__EXERCISE DESCRIPTION__
Please find each line in the entries below that contains the word "instance" and copy those lines out. Case counts, so match capitalization as well.

__GIVEN ENTRIES__
★ ★ ★ ★
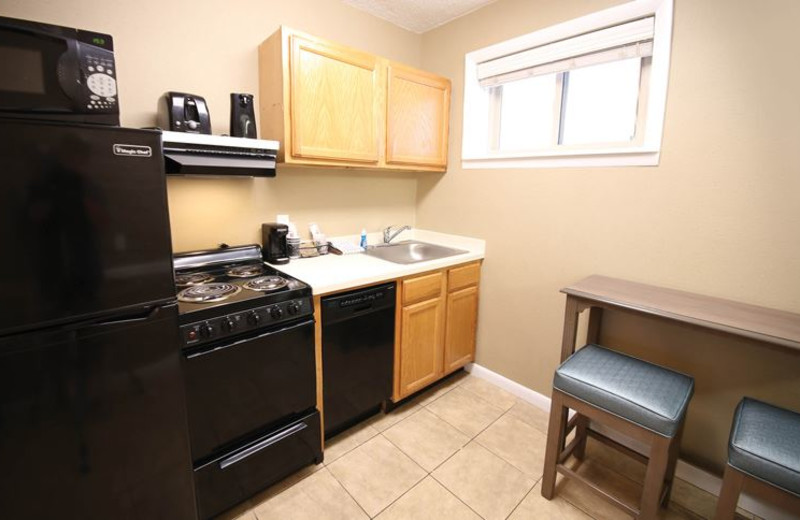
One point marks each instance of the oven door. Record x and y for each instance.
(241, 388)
★ ★ ★ ★
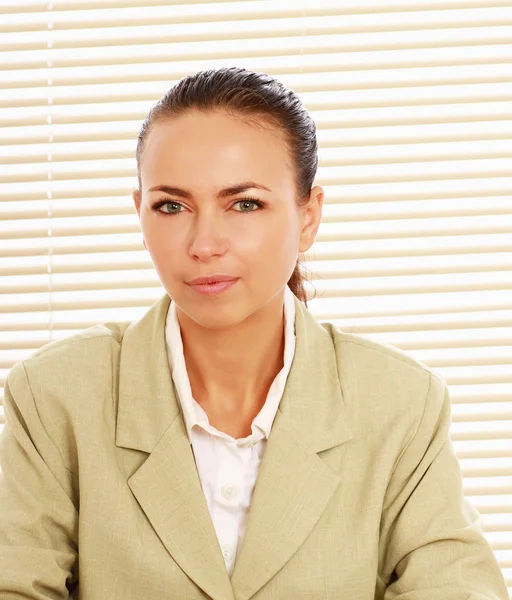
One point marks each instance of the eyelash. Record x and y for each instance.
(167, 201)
★ ★ ★ ★
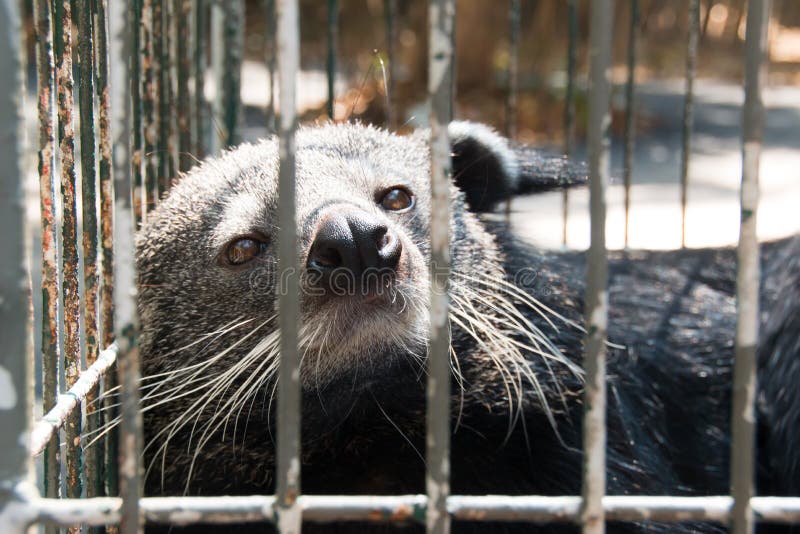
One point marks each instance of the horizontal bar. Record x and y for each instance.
★ ★ ★ ★
__THE REPLY__
One point marks each instance of the oven door. Record x and y for each instance.
One point marks each instance of the eyelash. Record x and y for each instance.
One point marks each instance of the horizontal bar. Record x and y for each instance.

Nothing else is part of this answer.